_ENUNCIADO ESCRITO_
En el texto sobre los símbolos de la Pascua, ¿en qué tres símbolos se fija Joseph Ratzinger?

Símbolos de la Pascua. Por Guillermo Juan Morado

(Atlántico Diario) En la liturgia de la Iglesia lo visible remite a lo invisible y a lo eterno. Los símbolos que apuntan al Misterio Pascual, al paso de Jesucristo de este mundo al Padre a través de su muerte y resurrección, resultan especialmente elocuentes. Joseph Ratzinger, en un bello texto dedicado al “misterio de la vigilia pascual”, se fija en tres de ellos: la luz, el agua y el cántico nuevo, el aleluya.

_INFORMACIÓN REGISTRADA_
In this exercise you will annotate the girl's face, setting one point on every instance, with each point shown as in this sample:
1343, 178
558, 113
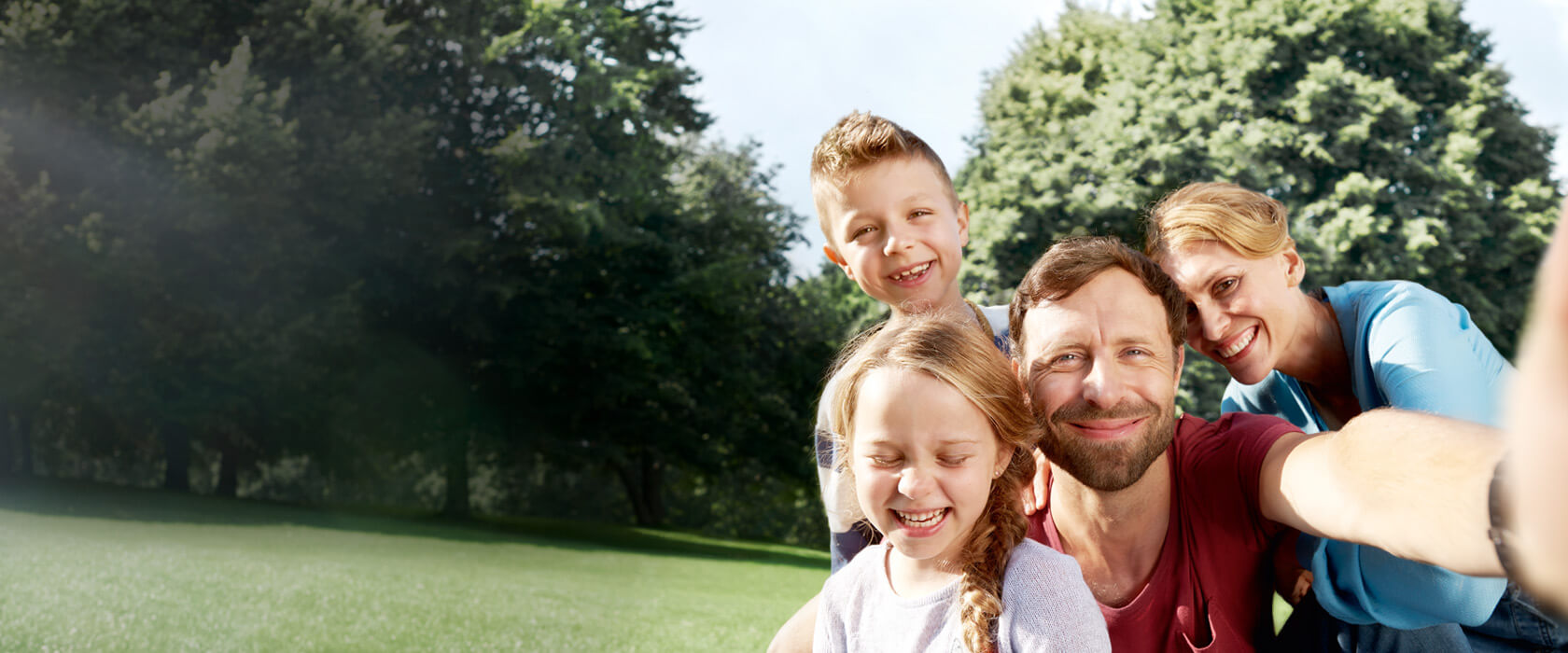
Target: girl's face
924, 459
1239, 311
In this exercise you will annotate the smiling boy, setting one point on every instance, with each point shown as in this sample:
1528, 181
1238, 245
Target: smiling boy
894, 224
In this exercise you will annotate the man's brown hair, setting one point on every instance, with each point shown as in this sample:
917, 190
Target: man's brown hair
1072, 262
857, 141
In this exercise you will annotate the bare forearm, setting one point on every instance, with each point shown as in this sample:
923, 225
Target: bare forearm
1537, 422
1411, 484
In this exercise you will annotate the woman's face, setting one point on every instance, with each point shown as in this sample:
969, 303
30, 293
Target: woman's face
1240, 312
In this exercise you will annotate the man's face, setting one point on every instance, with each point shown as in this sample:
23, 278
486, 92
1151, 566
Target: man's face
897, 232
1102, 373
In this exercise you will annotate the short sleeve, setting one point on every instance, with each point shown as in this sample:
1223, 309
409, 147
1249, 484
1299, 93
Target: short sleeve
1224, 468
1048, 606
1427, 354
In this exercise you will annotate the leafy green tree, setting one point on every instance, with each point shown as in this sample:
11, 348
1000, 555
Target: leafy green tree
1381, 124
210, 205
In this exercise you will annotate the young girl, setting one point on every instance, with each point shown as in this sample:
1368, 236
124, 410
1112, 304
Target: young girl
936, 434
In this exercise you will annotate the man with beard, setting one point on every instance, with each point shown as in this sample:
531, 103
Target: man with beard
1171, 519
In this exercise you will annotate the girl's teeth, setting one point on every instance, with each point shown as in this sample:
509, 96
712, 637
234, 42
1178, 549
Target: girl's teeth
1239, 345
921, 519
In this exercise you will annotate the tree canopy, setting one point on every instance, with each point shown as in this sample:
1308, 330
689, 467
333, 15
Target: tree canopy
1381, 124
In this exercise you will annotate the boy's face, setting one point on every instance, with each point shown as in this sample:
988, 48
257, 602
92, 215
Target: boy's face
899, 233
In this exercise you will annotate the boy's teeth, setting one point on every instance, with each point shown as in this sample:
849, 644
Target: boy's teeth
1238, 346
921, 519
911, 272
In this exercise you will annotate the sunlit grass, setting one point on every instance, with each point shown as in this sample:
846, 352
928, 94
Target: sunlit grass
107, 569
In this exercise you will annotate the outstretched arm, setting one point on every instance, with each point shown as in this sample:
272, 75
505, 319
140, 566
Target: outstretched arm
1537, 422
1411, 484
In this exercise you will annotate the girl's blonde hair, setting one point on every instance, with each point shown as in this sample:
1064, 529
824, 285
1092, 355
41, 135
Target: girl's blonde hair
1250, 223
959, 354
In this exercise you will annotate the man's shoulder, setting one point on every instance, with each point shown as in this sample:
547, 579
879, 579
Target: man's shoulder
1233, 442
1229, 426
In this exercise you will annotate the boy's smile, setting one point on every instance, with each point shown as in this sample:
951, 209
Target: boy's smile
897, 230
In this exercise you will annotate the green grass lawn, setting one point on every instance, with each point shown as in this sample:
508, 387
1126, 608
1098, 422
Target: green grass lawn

_RESULTADO DE TAREA_
En la luz, el agua y el cántico nuevo, el aleluya.